- GOAL:
Render the data below as a Markdown table with the columns "No." and "Text," putting one line in each row with its row number. Skip blank lines and leave the pictures out.

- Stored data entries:

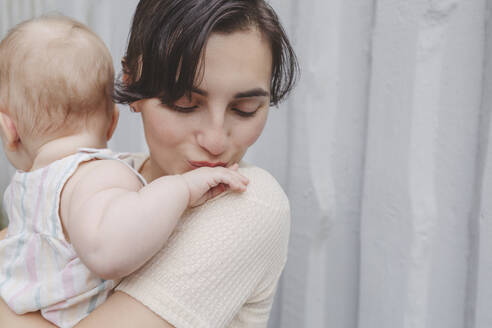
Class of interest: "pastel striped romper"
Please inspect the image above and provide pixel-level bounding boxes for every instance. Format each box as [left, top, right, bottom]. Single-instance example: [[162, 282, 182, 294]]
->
[[0, 148, 145, 328]]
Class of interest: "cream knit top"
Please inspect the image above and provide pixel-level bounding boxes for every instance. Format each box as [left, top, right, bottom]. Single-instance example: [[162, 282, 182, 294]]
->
[[117, 158, 290, 328]]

- REPLY TO THE EXERCISE:
| No. | Text |
|---|---|
| 1 | Class of interest: "pastel striped romper" |
| 2 | Please inspect the image above and provide pixel-level bounding boxes for every instance. Format each box as [left, top, right, bottom]. Single-instance example: [[162, 282, 182, 294]] |
| 3 | -> |
| 4 | [[0, 148, 145, 328]] |
| 5 | Class of interest: "cream knit top" |
| 6 | Please inspect the image above and provide pixel-level bounding boxes for every instance. Format each box as [left, top, right, bottom]. Single-instance example: [[162, 282, 182, 294]] |
| 7 | -> |
| 8 | [[117, 158, 290, 328]] |